> _Извлечённый текст_
***

Удивительно знал он женское сердце, тонко и сильно чувствовал женственность; среди образов, рождавшихся в его мечте, есть образы пленительные, много было любивших его, и редко кто умел так, как он, говорить с женщинами, трогать их, входить с ними в душевную близость…

Очень зоркие глаза дал ему Бог!..

Толстой, отношение которого к Чехову было отношением нежной влюбленности, сказал: «Вот вы – русский! да, очень, очень русский», – ласково улыбаясь, обнял Чехова за плечо (Бунин И. А. Указ. соч. С. 170–171, 177, 180–181, 182, 193–194, 196–197, 199, 200, 201, 208).

В. Г. Короленко

В последний раз я видел его в 1902 г. в Ялте, куда я приехал для разговора об одном общем заявлении. Чехов написал мне, что хочет заехать в Полтаву, и я предупредил его, зная, как ему это трудно. Он жил на своей даче, которую построил (по-художнически непрактично) под Ялтой; с ним жили сестра и жена. Как и в первую нашу встречу, сестра Чехова встретила меня внизу, как и тогда, Чехов спустился по лестнице сверху. У меня сжалось сердце при этом воспоминании. Это был тот же Чехов, но куда девалась его уверенная, спокойная жизнерадостность? Черты обострились, стали как будто жестче, и только глаза все еще порой лучились и ласкали. Но и в них чаще виднелось застывшее выражение грусти. Сестра рассказывала, что по временам он сидит целые часы, глядя в одну точку. Во время разговора он взял лежавшую на столе книгу, недавно рекомендованную русскому читателю Л. Н. Толстым.

– Поленца, «Крестьянин». Читали? Хорошая книга, – сказал он. – Вот если бы мне еще написать одну такую книгу… я считал бы, что этого довольно. Можно умереть.

Он умер раньше (А. П. Чехов в воспоминаниях современников. 1986. С. 45).

М. Горький

Однажды он позвал меня к себе в деревню Кучук-Кой, где у него был маленький клочок земли и белый двухэтажный домик. Там, показывая мне свое «имение», он оживленно заговорил:

– Если бы у меня было много денег, я устроил бы здесь санаторий для больных сельских учителей. Знаете, я выстроил бы этакое светлое здание – очень светлое, с большими окнами и с высокими потолками. У меня была бы прекрасная библиотека, разные музыкальные инструменты, пчельник, огород, фруктовый сад; можно было бы читать лекции по агрономии, метеорологии, учителю нужно все знать, батенька, все!

Он вдруг замолчал, кашлянул, посмотрел на меня сбоку и улыбнулся своей мягкой, милой улыбкой, которая всегда так неотразимо влекла к нему и возбуждала особенное, острое внимание к его словам.

***

> _Список пунктов_
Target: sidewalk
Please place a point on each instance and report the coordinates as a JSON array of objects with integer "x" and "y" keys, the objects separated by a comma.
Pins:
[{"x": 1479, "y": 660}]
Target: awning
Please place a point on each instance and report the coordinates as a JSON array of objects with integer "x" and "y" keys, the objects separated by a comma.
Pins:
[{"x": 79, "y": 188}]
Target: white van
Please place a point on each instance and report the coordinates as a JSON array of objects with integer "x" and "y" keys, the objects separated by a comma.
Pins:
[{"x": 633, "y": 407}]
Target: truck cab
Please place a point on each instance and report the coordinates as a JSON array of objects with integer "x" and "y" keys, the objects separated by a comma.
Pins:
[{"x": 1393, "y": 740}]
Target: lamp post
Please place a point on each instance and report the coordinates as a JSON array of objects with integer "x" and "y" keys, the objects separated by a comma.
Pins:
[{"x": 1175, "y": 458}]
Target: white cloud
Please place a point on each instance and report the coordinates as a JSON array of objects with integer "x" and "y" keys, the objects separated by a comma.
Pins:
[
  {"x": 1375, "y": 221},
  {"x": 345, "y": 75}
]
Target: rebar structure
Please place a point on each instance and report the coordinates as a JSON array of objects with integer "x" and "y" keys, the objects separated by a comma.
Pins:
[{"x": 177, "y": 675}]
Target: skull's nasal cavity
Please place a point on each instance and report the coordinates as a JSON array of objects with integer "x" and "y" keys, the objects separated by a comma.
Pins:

***

Перепишите из воспоминаний о Чехове дословно всё, начиная со слов «Толстой, отношение которого» и заканчивая словами «200, 201, 208).».

> _Письменный ответ_
Толстой, отношение которого к Чехову было отношением нежной влюбленности, сказал: «Вот вы – русский! да, очень, очень русский», – ласково улыбаясь, обнял Чехова за плечо (Бунин И. А. Указ. соч. С. 170–171, 177, 180–181, 182, 193–194, 196–197, 199, 200, 201, 208).